## WORK INSTRUCTION
Gather every line of the records below that contains the word "correct", treating uppercase and lowercase as different.

## RECORDS FOR THIS TASK

────

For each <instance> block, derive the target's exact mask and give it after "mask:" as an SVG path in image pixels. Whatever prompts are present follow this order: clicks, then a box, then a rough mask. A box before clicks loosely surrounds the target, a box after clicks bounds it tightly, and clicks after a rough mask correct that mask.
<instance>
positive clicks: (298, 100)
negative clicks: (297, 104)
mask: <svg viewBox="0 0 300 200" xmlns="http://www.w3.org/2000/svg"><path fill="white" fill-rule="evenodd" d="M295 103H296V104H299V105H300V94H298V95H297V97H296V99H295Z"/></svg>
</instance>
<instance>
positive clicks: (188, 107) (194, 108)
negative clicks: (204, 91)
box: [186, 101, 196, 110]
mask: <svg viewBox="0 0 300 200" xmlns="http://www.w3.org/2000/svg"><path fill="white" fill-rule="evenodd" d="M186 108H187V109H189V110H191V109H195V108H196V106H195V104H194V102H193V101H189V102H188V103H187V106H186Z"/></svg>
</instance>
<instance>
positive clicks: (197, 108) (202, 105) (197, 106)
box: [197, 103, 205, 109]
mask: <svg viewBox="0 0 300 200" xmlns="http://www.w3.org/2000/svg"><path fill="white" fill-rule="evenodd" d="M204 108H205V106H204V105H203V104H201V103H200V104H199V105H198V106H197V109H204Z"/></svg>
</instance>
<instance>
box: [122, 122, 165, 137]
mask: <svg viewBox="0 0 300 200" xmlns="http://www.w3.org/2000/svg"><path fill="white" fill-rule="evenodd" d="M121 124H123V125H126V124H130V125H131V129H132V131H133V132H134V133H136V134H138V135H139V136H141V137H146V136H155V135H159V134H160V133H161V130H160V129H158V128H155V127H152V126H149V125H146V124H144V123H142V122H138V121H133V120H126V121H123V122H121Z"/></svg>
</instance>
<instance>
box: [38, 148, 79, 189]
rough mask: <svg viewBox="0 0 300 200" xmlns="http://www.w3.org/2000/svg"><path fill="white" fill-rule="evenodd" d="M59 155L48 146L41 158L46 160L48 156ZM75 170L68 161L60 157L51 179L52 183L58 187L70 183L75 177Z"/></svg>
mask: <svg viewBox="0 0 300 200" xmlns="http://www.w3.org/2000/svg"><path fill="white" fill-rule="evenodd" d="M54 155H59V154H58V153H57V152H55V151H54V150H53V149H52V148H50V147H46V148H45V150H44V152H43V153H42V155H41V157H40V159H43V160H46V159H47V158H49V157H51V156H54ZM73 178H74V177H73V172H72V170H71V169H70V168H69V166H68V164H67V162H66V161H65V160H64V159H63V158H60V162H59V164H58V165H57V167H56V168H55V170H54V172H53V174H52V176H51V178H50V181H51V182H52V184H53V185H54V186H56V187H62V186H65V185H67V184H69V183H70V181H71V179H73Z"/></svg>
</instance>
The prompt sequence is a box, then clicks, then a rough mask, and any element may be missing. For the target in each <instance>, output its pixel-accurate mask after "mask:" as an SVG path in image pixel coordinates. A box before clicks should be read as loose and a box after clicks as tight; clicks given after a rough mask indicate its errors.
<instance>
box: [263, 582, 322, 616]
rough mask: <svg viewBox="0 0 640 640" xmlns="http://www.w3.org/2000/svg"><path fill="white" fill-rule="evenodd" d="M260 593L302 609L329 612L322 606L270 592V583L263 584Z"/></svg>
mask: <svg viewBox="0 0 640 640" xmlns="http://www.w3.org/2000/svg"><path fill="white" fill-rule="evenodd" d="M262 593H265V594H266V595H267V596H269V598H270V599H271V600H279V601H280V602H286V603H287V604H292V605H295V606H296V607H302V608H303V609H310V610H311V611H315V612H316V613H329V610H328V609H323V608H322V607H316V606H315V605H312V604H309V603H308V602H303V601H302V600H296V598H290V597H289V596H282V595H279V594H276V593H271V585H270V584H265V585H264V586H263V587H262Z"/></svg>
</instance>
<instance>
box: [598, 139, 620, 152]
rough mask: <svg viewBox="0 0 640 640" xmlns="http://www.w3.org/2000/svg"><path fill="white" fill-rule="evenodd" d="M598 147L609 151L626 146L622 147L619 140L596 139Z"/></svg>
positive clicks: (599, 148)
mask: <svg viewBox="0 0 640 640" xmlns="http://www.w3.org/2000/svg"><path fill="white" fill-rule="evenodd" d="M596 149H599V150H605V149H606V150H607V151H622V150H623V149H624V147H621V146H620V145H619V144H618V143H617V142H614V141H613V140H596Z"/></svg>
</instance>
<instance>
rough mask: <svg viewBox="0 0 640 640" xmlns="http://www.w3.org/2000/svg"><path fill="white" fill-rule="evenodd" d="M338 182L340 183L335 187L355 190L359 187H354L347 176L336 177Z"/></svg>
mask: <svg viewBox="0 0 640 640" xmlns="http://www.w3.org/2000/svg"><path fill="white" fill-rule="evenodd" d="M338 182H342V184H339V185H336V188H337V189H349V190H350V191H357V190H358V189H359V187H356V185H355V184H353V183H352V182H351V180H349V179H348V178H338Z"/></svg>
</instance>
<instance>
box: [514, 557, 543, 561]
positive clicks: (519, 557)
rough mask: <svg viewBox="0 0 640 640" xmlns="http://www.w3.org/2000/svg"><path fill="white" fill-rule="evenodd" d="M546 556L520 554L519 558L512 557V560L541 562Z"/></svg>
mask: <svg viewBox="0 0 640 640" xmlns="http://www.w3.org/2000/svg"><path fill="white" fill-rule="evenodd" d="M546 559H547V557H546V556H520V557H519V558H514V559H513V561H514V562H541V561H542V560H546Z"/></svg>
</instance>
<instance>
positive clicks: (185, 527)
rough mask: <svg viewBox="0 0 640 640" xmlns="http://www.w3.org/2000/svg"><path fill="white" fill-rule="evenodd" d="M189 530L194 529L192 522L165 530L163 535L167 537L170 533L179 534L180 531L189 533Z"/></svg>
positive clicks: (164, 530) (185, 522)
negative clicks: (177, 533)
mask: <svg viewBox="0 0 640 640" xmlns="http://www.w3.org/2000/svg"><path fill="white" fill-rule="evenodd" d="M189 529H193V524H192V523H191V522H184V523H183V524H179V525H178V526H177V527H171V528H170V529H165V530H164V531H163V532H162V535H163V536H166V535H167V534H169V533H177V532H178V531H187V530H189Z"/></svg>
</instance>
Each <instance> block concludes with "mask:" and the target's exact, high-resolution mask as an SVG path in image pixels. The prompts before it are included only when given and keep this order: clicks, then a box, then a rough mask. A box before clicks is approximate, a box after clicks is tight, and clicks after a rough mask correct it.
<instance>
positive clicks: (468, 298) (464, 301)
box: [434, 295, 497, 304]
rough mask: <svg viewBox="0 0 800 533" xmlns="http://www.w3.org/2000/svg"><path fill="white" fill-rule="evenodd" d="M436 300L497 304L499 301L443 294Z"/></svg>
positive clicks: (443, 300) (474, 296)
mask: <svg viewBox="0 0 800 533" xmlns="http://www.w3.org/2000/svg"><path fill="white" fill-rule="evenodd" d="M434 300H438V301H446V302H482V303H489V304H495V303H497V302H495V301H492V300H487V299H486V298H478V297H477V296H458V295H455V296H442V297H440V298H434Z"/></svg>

────

## TASK ANSWER
For each <instance> block, derive the target's exact mask and give it after "mask:" as an SVG path in image pixels. Whatever prompts are present follow this order: clicks, then a box, then a rough mask. A box before clicks loosely surrounds the target, a box after clicks bounds it tightly, and clicks after a rough mask correct that mask.
Each <instance> block concludes with "mask:" and the target's exact, high-resolution mask as an SVG path in image pixels. The prompts before it are included only when given and keep this order: clicks, then a box, then a rough mask. A box before clicks is approximate, a box after clicks is tight, and clicks after a rough mask correct it.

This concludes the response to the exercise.